先般の居合道講習会の折、休憩時間に知人達の話を聞いていると居合で使用している日本刀を持ち歩く時に「銃砲刀剣類登録書(以後「登録書」)の原本では無くコピーを持ち歩いている、との会話がありました。
「エッ、それは駄目だろう」と思い、登録書は原本を持ち歩くように伝えたのですが、そもそも本当に登録書の原本を持ち歩必要があるのか、自分でもちょっと記憶があやふやだったので帰宅してから調べてみました。
銃砲刀剣類所持等取締法
日本刀の所持については「銃砲刀剣類所持等取締法」に規定されています。ナイフを使った事件が起こる度に話題になる、いわゆる「銃刀法」と言われる法律ですね。
こちらが「銃砲刀剣類所持等取締法」の全文になります。
法令データ検索システム⇒銃砲刀剣類所持等取締法
その中で、日本刀の携帯時における規定は第二十四条に有ります。下記に引用します。
(許可証、年少射撃資格認定証及び登録証の携帯等)
第二十四条 銃砲又は刀剣類を携帯し、又は運搬する者は、当該銃砲又は刀剣類に係る許可証、年少射撃資格認定証又は登録証を常に携帯していなければならない。
2 警察官は、前項の規定の履行を確保するため、銃砲又は刀剣類を携帯し、又は運搬する者に許可証、年少射撃資格認定証又は登録証の提示を求めることができる。
3 警察官は、前項の規定により許可証、年少射撃資格認定証又は登録証の提示を求める場合においては、その身分を示す証明書を携帯し、これを提示しなければならない。
しっかり「登録証を常に携帯していなければならない」と規定されていますね。
コピーは駄目って書いてないんじゃない?と思う人があるかもしれませんが、自動車を運転している時に運転免許証の提示を求められて免許証のコピーを出したらどうなるか、と言うのと同じ事だと思います。
銃砲刀剣類登録書ってペラペラの紙切れであまり有難味もありませんが、れっきとした公的な証書なのでその紙自体に意味があるのであってコピーじゃ駄目な事はおわかり頂けると思います。
出掛ける時は忘れずに…
という事で、日本刀を持ち歩く時(これも無闇に持ち歩いてはならぬ事が銃砲刀剣類所持等取締法の第十条で規定されています)は、登録書の原本も携帯しましょう。
ちなみに、登録書を所持していなかった場合は20万円以下の罰金です。(同 第三十五条二)

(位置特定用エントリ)
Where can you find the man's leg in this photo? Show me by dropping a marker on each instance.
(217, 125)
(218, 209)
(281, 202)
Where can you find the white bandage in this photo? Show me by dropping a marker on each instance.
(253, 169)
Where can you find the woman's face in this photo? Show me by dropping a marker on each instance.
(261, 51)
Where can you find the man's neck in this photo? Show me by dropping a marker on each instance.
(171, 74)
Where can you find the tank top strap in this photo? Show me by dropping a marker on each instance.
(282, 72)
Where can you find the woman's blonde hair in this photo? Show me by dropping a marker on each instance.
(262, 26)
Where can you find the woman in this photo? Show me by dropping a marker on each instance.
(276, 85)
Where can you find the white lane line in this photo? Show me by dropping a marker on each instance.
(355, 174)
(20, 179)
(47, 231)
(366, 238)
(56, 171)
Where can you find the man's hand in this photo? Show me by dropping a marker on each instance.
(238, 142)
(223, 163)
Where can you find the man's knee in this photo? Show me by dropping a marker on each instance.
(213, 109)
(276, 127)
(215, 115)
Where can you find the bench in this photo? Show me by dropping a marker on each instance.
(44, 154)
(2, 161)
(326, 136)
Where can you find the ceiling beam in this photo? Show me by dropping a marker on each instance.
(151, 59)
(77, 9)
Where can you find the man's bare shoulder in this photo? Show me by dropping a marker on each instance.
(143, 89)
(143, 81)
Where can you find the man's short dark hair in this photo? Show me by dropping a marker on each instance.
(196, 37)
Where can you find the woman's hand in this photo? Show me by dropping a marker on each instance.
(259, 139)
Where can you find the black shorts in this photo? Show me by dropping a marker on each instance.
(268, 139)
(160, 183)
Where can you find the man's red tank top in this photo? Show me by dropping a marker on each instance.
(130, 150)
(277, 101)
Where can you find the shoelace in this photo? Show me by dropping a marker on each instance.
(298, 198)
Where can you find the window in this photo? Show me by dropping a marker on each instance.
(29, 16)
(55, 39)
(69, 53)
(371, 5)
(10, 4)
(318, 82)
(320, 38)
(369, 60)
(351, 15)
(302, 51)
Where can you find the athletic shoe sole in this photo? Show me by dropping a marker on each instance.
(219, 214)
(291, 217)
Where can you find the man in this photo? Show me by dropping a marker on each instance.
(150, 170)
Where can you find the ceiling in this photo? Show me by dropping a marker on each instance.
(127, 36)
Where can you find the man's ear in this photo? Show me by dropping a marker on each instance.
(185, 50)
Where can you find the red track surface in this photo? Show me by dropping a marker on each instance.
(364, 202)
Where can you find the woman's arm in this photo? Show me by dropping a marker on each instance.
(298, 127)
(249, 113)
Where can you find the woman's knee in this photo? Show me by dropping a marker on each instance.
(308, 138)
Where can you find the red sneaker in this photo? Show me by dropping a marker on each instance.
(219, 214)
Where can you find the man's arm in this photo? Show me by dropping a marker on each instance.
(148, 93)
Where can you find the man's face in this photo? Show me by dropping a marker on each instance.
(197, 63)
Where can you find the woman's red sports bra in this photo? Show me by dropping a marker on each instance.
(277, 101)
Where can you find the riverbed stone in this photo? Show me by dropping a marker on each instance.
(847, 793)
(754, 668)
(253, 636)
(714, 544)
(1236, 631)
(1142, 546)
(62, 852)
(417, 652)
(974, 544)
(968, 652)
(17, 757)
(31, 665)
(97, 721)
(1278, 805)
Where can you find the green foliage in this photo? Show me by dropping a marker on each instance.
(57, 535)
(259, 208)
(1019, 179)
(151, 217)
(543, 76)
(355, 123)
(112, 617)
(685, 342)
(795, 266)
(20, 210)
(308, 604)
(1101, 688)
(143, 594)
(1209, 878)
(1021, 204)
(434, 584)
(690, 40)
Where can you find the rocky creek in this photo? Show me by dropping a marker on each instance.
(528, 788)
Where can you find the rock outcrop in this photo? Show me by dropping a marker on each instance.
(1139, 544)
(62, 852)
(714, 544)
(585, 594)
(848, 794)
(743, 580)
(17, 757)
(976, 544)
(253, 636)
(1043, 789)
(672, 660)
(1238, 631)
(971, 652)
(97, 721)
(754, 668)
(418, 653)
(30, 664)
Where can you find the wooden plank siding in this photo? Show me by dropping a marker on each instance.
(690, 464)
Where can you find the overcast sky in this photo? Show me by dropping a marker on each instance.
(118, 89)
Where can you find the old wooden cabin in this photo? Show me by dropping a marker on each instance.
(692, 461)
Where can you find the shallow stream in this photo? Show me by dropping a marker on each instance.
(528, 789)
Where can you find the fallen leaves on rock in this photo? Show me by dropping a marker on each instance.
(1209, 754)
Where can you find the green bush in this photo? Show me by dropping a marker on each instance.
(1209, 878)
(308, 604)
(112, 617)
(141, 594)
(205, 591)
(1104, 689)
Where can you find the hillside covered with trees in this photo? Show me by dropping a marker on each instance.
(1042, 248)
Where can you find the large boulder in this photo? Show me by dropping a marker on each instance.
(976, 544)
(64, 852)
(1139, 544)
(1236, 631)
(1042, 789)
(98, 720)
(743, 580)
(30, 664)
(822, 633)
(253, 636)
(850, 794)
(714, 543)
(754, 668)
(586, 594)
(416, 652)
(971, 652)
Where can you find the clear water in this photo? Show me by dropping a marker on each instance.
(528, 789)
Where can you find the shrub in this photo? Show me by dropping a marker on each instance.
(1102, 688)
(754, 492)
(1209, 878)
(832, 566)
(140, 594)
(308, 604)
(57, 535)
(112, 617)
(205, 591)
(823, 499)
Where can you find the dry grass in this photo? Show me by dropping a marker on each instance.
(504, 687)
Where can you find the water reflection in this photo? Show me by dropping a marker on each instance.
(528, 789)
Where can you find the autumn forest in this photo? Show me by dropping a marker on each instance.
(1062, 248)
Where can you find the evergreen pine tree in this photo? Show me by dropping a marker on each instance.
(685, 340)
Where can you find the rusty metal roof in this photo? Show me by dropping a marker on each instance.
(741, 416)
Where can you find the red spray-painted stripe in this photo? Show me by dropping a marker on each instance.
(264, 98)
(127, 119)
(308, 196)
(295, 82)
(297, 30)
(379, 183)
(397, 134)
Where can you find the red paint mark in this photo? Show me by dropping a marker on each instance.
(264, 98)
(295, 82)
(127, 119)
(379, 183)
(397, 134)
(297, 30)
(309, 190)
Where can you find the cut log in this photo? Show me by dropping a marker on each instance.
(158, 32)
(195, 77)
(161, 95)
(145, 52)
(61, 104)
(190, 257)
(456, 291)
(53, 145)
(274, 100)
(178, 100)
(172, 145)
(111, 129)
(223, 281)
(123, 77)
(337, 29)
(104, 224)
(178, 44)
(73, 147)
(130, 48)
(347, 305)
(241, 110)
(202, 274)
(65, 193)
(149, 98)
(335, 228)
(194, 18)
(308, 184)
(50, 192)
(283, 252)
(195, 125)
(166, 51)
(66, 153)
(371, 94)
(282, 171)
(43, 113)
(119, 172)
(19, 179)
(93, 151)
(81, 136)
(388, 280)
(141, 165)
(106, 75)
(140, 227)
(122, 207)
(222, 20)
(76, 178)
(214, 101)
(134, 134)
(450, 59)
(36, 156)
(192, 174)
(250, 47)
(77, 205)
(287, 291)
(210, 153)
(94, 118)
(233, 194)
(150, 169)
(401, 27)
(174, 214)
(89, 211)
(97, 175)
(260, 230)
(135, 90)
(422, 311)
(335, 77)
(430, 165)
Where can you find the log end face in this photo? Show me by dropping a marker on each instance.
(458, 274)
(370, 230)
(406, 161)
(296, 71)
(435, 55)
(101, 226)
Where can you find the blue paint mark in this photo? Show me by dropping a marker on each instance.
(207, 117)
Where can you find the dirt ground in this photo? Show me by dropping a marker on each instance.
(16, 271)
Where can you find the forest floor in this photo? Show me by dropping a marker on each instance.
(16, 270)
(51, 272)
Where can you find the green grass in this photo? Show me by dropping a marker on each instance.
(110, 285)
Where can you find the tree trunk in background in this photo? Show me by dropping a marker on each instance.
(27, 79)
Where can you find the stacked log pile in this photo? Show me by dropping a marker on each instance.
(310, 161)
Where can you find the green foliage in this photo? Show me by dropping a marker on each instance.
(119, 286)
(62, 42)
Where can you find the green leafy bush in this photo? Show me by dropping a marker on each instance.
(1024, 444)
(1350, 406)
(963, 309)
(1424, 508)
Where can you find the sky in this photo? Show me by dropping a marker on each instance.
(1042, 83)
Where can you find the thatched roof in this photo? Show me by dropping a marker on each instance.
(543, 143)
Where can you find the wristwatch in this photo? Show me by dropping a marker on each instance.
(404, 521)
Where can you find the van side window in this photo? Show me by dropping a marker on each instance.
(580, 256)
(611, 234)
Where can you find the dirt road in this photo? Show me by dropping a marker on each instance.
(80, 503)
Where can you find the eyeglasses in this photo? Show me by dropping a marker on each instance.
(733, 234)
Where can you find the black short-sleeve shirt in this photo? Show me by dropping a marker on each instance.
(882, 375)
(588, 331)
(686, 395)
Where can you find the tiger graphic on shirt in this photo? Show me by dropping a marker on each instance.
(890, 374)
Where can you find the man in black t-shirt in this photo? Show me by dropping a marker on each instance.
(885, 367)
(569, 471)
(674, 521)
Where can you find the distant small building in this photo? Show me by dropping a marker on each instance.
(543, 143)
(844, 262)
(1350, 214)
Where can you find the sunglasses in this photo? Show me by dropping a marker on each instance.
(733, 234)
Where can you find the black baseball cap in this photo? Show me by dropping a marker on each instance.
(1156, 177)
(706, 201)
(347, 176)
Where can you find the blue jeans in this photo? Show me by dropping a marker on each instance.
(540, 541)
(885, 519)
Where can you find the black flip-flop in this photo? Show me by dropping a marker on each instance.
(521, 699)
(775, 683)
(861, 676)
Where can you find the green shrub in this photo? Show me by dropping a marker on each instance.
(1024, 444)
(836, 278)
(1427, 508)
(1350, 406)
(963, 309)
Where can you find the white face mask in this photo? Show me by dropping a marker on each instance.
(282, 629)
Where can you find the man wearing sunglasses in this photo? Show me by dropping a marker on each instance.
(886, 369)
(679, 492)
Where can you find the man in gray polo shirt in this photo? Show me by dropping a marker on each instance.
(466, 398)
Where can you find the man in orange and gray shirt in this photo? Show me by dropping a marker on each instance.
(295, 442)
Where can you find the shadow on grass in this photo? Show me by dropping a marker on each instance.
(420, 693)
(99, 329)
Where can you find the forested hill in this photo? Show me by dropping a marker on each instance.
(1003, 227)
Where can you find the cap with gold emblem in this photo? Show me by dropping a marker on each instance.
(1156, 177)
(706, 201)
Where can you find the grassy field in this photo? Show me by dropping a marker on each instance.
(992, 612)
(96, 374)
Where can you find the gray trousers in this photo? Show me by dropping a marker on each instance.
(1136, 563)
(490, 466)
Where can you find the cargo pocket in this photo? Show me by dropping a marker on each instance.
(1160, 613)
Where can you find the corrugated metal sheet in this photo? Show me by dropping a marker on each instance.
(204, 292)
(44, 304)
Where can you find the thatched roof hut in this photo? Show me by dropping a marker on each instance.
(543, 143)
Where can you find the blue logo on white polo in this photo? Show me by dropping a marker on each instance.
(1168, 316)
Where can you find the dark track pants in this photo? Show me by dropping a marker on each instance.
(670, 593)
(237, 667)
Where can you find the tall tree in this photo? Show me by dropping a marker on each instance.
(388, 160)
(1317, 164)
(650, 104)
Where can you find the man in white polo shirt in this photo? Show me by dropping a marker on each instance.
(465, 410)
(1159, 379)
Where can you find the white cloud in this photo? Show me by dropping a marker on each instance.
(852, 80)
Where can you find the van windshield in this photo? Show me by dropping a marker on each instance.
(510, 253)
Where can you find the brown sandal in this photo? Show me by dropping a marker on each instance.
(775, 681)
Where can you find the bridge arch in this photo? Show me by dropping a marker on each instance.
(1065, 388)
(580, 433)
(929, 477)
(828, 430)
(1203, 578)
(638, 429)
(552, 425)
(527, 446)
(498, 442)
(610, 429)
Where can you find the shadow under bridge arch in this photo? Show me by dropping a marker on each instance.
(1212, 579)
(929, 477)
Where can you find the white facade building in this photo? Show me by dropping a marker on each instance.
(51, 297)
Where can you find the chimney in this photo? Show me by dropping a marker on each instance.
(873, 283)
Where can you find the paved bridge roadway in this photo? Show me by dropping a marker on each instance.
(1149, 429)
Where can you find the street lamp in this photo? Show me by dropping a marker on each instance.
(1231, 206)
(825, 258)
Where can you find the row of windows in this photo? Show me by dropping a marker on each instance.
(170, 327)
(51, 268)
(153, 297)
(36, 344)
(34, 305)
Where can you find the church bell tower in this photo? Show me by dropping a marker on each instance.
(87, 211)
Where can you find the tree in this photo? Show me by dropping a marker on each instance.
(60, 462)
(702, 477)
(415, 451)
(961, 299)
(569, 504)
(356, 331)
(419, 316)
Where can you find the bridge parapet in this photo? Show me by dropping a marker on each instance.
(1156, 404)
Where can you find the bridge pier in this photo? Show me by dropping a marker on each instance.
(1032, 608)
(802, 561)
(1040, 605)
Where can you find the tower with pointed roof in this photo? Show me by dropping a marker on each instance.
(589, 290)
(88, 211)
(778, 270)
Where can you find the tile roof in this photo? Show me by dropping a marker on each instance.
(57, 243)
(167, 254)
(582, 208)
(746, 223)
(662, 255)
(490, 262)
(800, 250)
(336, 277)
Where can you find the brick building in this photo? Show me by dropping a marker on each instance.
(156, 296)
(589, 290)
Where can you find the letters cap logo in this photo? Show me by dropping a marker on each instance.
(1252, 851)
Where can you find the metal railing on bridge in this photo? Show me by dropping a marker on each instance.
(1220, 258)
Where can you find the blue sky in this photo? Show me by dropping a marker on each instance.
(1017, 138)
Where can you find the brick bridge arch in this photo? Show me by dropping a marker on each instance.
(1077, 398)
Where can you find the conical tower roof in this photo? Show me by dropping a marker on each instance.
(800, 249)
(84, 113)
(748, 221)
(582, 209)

* [演習問題]
• A. エントリの中から「tank」という語を含む行をすべて抜き出して示してください。
• B. 日本刀の登録書携帯についての文章を、最後の文の後から書き進めてください。

* [解答例]
• A.
Where can you find the tank top strap in this photo? Show me by dropping a marker on each instance.
Where can you find the man's red tank top in this photo? Show me by dropping a marker on each instance.

• B.
ちなみのちなみに、警察官に登録書の提示を求められた時、拒んだり逃げたりしても20万円以下の罰金です。(同 第三十五条六)
現代社会では美術品としてのみ価値が認められている日本刀ですが、実際には凶器となりうる武器である事に変わりは有りません。
日本刀を世間から安心して受け入れて貰える様にする為にも、居合道を嗜む者は法律に則って正しい刀の取り扱いをするようにしましょう。
コメント
法律を守るお仕事の方が、本証を無くすといけないので、
コピーを携帯していると仰っていたので、それにならっていました・・・。
飛行機に搭乗したときは、コピーではなく本証を提示するように、
航空会社から事前連絡がありました。
自分で書いておいて何ですが、実際問題としてはそれほど五月蝿いことは言われていないのかな、という気もします。
が、やはり何かあった時に自分を守る為にも隙を作らないようにはしておくべきで、遵守すべきは遵守するという事が大事と、自戒を込めて思っています。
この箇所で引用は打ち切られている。